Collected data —
########

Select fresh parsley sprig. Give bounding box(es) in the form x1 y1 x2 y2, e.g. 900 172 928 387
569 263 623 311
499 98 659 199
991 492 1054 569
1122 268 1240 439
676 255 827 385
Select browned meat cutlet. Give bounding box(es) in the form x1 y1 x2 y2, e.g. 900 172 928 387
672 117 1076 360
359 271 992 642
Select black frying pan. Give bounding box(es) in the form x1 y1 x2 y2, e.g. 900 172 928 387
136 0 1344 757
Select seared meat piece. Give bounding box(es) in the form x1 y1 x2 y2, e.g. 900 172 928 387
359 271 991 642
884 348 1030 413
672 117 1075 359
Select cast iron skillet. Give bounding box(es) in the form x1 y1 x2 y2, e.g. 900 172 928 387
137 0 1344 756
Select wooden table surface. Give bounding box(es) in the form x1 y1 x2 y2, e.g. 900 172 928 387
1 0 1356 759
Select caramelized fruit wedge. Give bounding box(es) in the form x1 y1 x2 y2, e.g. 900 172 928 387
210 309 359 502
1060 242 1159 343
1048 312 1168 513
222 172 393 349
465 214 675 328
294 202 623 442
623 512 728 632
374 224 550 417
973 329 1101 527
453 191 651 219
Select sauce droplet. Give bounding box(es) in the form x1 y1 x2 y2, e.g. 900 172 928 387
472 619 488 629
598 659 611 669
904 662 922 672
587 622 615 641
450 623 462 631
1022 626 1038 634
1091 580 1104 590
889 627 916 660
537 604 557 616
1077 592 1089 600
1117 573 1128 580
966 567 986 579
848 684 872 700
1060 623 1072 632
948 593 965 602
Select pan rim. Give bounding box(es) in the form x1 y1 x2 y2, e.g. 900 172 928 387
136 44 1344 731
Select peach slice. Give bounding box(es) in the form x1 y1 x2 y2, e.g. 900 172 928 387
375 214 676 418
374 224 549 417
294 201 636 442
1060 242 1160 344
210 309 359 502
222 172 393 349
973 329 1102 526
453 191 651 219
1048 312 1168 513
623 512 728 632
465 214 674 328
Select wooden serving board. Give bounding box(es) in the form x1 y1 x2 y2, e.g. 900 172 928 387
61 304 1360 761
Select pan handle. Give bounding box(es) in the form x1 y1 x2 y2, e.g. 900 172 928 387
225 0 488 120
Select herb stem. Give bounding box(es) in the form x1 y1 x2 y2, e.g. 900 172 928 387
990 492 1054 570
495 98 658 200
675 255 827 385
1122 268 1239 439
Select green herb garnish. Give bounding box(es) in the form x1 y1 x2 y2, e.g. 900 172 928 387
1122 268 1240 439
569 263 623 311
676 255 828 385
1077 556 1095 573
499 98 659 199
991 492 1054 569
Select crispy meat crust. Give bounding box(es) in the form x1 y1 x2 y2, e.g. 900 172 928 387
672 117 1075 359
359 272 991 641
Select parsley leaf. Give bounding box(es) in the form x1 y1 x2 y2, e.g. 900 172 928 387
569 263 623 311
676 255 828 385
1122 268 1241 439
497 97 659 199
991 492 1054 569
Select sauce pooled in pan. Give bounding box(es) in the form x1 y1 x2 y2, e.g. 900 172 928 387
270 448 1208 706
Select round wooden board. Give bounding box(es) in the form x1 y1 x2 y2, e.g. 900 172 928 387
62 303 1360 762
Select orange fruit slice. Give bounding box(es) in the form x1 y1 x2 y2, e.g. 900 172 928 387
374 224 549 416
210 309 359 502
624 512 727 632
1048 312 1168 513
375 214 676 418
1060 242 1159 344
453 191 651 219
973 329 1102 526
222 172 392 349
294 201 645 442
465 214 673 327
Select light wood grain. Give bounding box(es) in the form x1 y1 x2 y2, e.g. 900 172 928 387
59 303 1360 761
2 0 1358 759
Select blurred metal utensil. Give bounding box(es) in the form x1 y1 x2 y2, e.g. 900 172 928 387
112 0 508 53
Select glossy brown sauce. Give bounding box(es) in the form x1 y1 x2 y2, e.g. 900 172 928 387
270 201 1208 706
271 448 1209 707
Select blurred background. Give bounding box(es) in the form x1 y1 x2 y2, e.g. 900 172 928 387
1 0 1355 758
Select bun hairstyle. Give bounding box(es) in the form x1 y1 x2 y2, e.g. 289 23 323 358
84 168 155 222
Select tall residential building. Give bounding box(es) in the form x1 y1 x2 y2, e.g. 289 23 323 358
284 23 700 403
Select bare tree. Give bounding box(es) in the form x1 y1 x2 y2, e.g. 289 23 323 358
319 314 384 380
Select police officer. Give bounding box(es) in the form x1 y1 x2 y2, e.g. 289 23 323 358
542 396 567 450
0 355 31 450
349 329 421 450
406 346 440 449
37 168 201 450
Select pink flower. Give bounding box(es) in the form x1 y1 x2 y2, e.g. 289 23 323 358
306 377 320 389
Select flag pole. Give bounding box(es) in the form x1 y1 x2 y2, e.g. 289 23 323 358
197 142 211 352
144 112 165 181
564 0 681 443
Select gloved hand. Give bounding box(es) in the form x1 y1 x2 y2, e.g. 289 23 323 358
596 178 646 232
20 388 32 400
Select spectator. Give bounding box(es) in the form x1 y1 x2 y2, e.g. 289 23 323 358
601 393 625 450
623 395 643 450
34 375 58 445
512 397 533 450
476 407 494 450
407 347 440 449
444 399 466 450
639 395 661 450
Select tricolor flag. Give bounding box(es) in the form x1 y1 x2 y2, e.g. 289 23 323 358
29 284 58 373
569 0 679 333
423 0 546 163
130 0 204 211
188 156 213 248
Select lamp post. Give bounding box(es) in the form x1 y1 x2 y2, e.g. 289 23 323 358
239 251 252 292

########

Aim of the task —
Write out an exact transcription of the line with "Select tall residential" and of each line after it; stop at the end of the records.

Answer section —
Select tall residential building. Give bounding box(es) in the form x1 y1 x2 y2, e.g. 289 23 323 358
284 23 700 403
Select bare tree. Give bounding box(es) in the form x1 y1 x2 y2, e.g. 289 23 323 358
319 314 384 380
Select police officer. Give bounding box(es) in the form x1 y1 x2 y2, e.g. 289 23 323 358
542 396 567 450
0 355 31 450
349 329 421 450
406 346 440 449
37 168 201 450
Select pink flower. Give bounding box(es) in the form x1 y1 x2 y2, e.g. 289 23 323 358
306 377 320 389
Select flag pole. Give bounding box(es) in the form x1 y1 x2 y2, e.g. 289 23 323 358
197 142 211 352
144 112 165 181
564 0 681 443
Select gloved hand. Give bounding box(es) in the form x1 y1 x2 y2, e.g. 289 23 323 358
596 178 646 232
20 388 32 400
Select spectator. Give bounding box(es) in the form x1 y1 x2 y2, e.g. 289 23 323 358
601 393 625 450
623 395 643 450
34 375 58 445
512 397 533 450
476 407 494 450
407 347 440 449
444 399 466 450
639 395 661 450
Select tricolor flag. Give bounding box(es) in the form x1 y1 x2 y2, e.g. 289 23 323 358
29 284 58 373
569 0 679 333
423 0 546 163
130 0 204 211
188 156 213 248
Select lamp post. Give bounding box(es) in the form x1 y1 x2 y2, e.g. 289 23 323 358
239 251 252 292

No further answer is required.